Extrait source =>

Par Nicolas Kssis-Martov
Les tribunes de l’Assemblée

Longtemps nos députés n'osaient afficher qu'une seule écharpe : la tricolore. Or, voici que depuis quelques jours, une frénésie ultra s'est emparée de l'hémicycle. Des amicales d'élus du peuple, supporters de Marseille, Paris, Saint-Étienne voire Bastia, se déclarent les unes après les autres. Alors, bientôt les fumis lors du vote de la loi des finances ? Ou une levée d'écharpe parisienne lors de la venue du président ?

La situation est paradoxale. Tandis que les ultras défraient la chronique et trimbalent toujours leur mauvaise réputation, entre interdictions de déplacements et tracts polémiques, les représentants de la nation installent tranquillement leur petit kop au cœur de la démocratie républicaine, soit jusque dans les très sages travées du palais Bourbon. De fait, les annonces de création d’amicale, groupe ou autres se succèdent. Un phénomène peu habituel chez Marianne, qui avait jusqu’à présent réussi à se préserver des passions sportives et contraint nos élus à un peu de retenue en la matière.

Le foot est très présent à l’Assemblée nationale comme dans le reste de la société. Il permet à des gens de discuter ensemble, ou se de se retrouver par-dessus les affiliations politiques.

En effet, il était plutôt rare chez nous qu’un député se laisse aller à ses penchants footballistiques, ce qui est plus fréquent en Angleterre, où le parlementaire de la circonscription de Tottenham, David Lammy, s’était il y a peu autorisé à tweeter après une défaite de son équipe face à Chelsea : « Au nom de tous mes électeurs, je tiens à souhaiter aux supporters de Chelsea un bon retour dans l’ouest de Londres. » Jusqu’à présent, dans l’Hexagone, si Monsieur ou Madame le maire pouvait honorer le club local d’une attention privilégiée, le député ou le sénateur, bien qu’élu de son territoire, se gardait de toute aventure. Seuls les Bleus pouvaient alors justifier l’expression de leur chauvinisme dans les grandes occasions.

« Que je participe à ce groupe amical PSG ne changera rien »

Or, les temps ont bien changé. Ainsi, bien loin de la discrétion de Mitterrand ou de Chirac, Emmanuel Macron s’entraîne avec les Marseillais et ne cache jamais sa préférence. Devant cette petite révolution jupitérienne, les députés se lancent donc également dans l’aventure. Toutefois, conscients des procès d’intention qui les attendent, ils réfutent d’avance toute démarche de division. « J’ai pu constater que le foot rassemble, oppose au contraire Eric Diard, député LR des Bouches-du-Rhône, qui a en quelque sorte initié le mouvement. En faveur de l’OM, forcément. Même à l’Assemblée nationale au sein de l’équipe des parlementaires, où je peux très bien me retrouver à faire la passe à François Ruffin… » Pieyre-Alexandre Anglade, député LREM des Français du Bénélux, à l’origine de la réplique parisienne, partage au moins cette analyse : « Le foot est très présent à l’Assemblée nationale comme dans le reste de la société. Il permet à des gens de discuter ensemble, ou de se retrouver par-dessus les affiliations politiques. »

Données fournies =>

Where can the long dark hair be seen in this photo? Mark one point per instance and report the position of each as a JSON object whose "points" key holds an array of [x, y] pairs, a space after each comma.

--

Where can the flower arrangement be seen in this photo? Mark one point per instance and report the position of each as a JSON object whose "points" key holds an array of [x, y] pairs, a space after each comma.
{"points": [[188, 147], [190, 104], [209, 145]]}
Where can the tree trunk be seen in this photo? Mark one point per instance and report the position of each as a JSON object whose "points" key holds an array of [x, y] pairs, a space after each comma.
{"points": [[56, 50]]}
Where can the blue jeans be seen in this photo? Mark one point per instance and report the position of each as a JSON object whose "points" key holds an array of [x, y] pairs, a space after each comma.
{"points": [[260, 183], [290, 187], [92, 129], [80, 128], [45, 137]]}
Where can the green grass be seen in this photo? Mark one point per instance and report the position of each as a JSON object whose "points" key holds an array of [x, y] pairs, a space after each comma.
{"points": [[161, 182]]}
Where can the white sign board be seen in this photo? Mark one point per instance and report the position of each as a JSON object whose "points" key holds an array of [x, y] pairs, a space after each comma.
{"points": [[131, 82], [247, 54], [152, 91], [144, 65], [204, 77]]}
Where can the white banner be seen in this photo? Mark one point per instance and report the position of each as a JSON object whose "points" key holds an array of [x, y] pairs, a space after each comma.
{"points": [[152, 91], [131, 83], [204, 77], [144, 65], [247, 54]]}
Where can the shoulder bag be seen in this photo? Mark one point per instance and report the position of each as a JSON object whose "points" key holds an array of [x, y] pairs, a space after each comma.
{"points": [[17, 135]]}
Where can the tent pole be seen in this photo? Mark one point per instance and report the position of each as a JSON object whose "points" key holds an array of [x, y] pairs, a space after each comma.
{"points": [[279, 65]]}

Exercice court A =>
Reproduisez le passage de l'article sur les députés supporters de football qui commence par « La situation est » et se poursuit jusqu'à « en la matière. ».
Exercice court B =>
Poursuivez l'article sur les députés supporters de football à partir de l'endroit où il s'arrête.

Réponse attendue A =>
La situation est paradoxale. Tandis que les ultras défraient la chronique et trimbalent toujours leur mauvaise réputation, entre interdictions de déplacements et tracts polémiques, les représentants de la nation installent tranquillement leur petit kop au cœur de la démocratie républicaine, soit jusque dans les très sages travées du palais Bourbon. De fait, les annonces de création d’amicale, groupe ou autres se succèdent. Un phénomène peu habituel chez Marianne, qui avait jusqu’à présent réussi à se préserver des passions sportives et contraint nos élus à un peu de retenue en la matière.

Réponse attendue B =>
Autre menace immédiatement récusée, le risque de brusquer, voire décevoir ses électeurs. « En ce qui concerne Montréal par exemple, il existe aussi bien un bar « Le Ricard » pour les fans marseillais que « Le Parc des princes » pour les parisiens, poursuit Roland Lescure, député LREM des Français d’Amérique du Nord. Que je participe à ce petit groupe amical PSG ne changera rien pour eux. » « Pour moi, il ne saurait s’agir de trahison, le football n’a pas de frontière, prolonge Stéphane Testé, député LREM du 93, à l’initiative d’un pool stéphanois en cours de constitution. Les Verts recrutent bien au-delà de la Loire, dans toute la France. Personne ne m’en voudra dans ma circo. »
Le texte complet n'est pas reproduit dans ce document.